● **Work instructions**
Please give the material below again, swapping "Bounding boxes" for "Located regions" everywhere it occurs and leaving the rest unchanged.

● **Records to use**

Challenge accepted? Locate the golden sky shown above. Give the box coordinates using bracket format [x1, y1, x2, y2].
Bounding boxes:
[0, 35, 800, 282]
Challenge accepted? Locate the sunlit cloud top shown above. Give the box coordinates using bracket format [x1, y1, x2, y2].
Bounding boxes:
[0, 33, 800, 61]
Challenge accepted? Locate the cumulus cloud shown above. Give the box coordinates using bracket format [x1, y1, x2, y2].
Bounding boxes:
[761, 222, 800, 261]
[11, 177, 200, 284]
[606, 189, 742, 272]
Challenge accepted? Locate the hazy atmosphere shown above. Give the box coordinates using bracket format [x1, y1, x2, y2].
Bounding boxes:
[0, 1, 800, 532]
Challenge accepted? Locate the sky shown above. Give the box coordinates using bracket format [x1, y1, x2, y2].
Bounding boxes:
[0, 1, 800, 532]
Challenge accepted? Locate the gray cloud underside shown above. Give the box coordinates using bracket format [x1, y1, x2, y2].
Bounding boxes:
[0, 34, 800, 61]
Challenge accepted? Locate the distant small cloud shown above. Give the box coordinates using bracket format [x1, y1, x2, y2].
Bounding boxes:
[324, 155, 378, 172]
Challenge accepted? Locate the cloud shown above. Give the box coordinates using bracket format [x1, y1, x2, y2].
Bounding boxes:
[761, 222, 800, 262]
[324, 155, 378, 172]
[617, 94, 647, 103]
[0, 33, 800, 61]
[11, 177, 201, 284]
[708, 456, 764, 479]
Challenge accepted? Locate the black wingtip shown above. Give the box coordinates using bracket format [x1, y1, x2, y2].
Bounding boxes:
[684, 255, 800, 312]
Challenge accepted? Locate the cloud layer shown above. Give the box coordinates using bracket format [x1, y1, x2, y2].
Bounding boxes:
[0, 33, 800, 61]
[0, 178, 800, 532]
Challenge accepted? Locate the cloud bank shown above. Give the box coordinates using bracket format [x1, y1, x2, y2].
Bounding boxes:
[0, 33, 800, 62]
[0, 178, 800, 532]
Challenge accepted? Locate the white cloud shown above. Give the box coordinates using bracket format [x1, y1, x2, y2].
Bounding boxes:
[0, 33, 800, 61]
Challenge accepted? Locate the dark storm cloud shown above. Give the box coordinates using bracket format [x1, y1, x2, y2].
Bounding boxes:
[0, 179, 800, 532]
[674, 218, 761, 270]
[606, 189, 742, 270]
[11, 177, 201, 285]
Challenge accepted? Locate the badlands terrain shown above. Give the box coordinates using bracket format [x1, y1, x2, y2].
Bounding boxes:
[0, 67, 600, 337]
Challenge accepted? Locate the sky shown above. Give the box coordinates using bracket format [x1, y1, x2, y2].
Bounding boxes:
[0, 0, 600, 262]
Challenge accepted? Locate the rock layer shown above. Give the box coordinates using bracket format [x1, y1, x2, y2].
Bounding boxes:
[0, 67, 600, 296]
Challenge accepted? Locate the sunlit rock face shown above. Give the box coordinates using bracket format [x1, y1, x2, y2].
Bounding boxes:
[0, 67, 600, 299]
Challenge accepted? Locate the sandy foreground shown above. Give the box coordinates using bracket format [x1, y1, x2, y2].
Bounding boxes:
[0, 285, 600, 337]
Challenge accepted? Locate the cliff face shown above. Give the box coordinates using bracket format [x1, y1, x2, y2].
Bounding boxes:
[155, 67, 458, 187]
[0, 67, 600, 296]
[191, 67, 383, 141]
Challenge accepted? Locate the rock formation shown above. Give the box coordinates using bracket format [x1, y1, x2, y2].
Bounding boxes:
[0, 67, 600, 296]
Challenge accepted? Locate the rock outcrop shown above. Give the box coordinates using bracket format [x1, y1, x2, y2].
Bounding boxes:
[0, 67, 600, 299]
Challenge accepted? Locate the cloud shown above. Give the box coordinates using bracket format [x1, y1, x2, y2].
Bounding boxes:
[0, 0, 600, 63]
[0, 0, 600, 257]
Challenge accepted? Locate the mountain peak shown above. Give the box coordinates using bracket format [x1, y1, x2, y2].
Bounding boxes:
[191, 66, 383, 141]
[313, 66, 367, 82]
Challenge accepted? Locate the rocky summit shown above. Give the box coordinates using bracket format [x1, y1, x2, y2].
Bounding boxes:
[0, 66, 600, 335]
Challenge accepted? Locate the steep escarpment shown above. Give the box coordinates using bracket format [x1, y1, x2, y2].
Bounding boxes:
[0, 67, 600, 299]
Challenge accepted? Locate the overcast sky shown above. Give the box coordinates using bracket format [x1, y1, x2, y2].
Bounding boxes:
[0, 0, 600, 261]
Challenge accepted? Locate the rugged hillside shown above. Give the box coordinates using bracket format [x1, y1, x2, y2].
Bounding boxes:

● **Finished answer**
Challenge accepted? Locate the golden sky shown above. Give the box coordinates using bracket format [x1, y1, x2, y2].
Located regions:
[0, 35, 800, 282]
Challenge accepted? Locate the sunlit cloud top shown above. Give the box coordinates using bracket format [x1, y1, x2, y2].
Located regions:
[0, 33, 800, 61]
Challenge accepted? Locate the cumulus cloud shown above. Give the box coordinates using bracket format [x1, y1, x2, y2].
Located regions:
[761, 222, 800, 261]
[11, 177, 200, 284]
[606, 189, 742, 272]
Challenge accepted? Locate the hazy atmosphere shown above. Give the box coordinates using bracket format [x1, y1, x2, y2].
Located regions:
[0, 1, 800, 532]
Challenge accepted? Locate the sky shown above. Give the box coordinates using bracket format [x1, y1, x2, y2].
Located regions:
[0, 1, 800, 532]
Challenge accepted? Locate the gray cloud underside shown above. Give the box coordinates using bracket format [x1, y1, x2, y2].
Located regions:
[0, 34, 800, 61]
Challenge accepted? Locate the distant small cloud shown above. Give the box coordinates using bracket format [x1, y1, x2, y2].
Located regions:
[324, 155, 378, 172]
Challenge accepted? Locate the cloud shown above. Give the box coordinates using bracket format [x1, y1, x2, y2].
Located regions:
[761, 222, 800, 262]
[324, 155, 378, 172]
[617, 94, 647, 103]
[0, 33, 800, 61]
[11, 177, 201, 284]
[708, 456, 764, 479]
Challenge accepted? Locate the black wingtip shown above. Give the box coordinates using bracket format [x1, y1, x2, y2].
Located regions:
[684, 255, 800, 312]
Challenge accepted? Locate the cloud layer shown above. Give the box coordinates using bracket format [x1, y1, x2, y2].
Located regions:
[0, 33, 800, 61]
[0, 178, 800, 532]
Challenge accepted? Locate the cloud bank shown above. Give the box coordinates using bracket format [x1, y1, x2, y2].
Located regions:
[0, 33, 800, 62]
[0, 178, 800, 532]
Challenge accepted? Locate the white cloud shown above. Give the box coordinates using bracket format [x1, y1, x2, y2].
Located regions:
[0, 33, 800, 61]
Challenge accepted? Locate the dark storm cloud shown above. Give the box coordinates using bracket format [x1, y1, x2, y2].
Located regions:
[0, 179, 800, 532]
[674, 218, 761, 270]
[606, 189, 742, 270]
[11, 177, 201, 285]
Challenge accepted? Locate the badlands terrain shown above. Give the box coordinates using bracket format [x1, y1, x2, y2].
Located regions:
[0, 67, 600, 337]
Challenge accepted? Locate the sky shown above. Give the box coordinates using bracket format [x1, y1, x2, y2].
Located regions:
[0, 0, 600, 262]
Challenge accepted? Locate the rock layer shown above. Give the box coordinates using bracket format [x1, y1, x2, y2].
Located regions:
[0, 67, 600, 296]
Challenge accepted? Locate the sunlit rock face shown above. Give the box coordinates using bracket format [x1, y1, x2, y2].
Located regions:
[0, 67, 600, 299]
Challenge accepted? Locate the sandy foreground shown above. Give the box coordinates using bracket format [x1, y1, x2, y2].
Located regions:
[0, 285, 600, 337]
Challenge accepted? Locate the cliff face shown above. Give the box coordinates using bracket format [x1, y1, x2, y2].
Located regions:
[155, 67, 458, 187]
[0, 67, 600, 296]
[191, 67, 383, 141]
Challenge accepted? Locate the rock formation shown above. Give the box coordinates using bracket format [x1, y1, x2, y2].
Located regions:
[0, 67, 600, 296]
Challenge accepted? Locate the rock outcrop shown above. Give the box coordinates using bracket format [x1, y1, x2, y2].
Located regions:
[0, 67, 600, 299]
Challenge accepted? Locate the cloud shown above. Give the box coordinates using bracket format [x1, y1, x2, y2].
Located regions:
[0, 0, 600, 63]
[0, 0, 600, 257]
Challenge accepted? Locate the mountain peak shown above. Give the box coordinates using bracket format [x1, y1, x2, y2].
Located regions:
[191, 66, 383, 141]
[313, 66, 367, 82]
Challenge accepted? Locate the rocky summit shown above. Give the box coordinates using bracket format [x1, y1, x2, y2].
Located regions:
[0, 66, 600, 335]
Challenge accepted? Locate the steep escarpment shown above. Give the box coordinates using bracket format [x1, y1, x2, y2].
Located regions:
[0, 67, 600, 299]
Challenge accepted? Locate the overcast sky shown above. Give the box coordinates using bracket format [x1, y1, x2, y2].
Located regions:
[0, 0, 600, 261]
Challenge accepted? Locate the rugged hillside shown above. Give the box coordinates using bracket format [x1, y1, x2, y2].
Located regions:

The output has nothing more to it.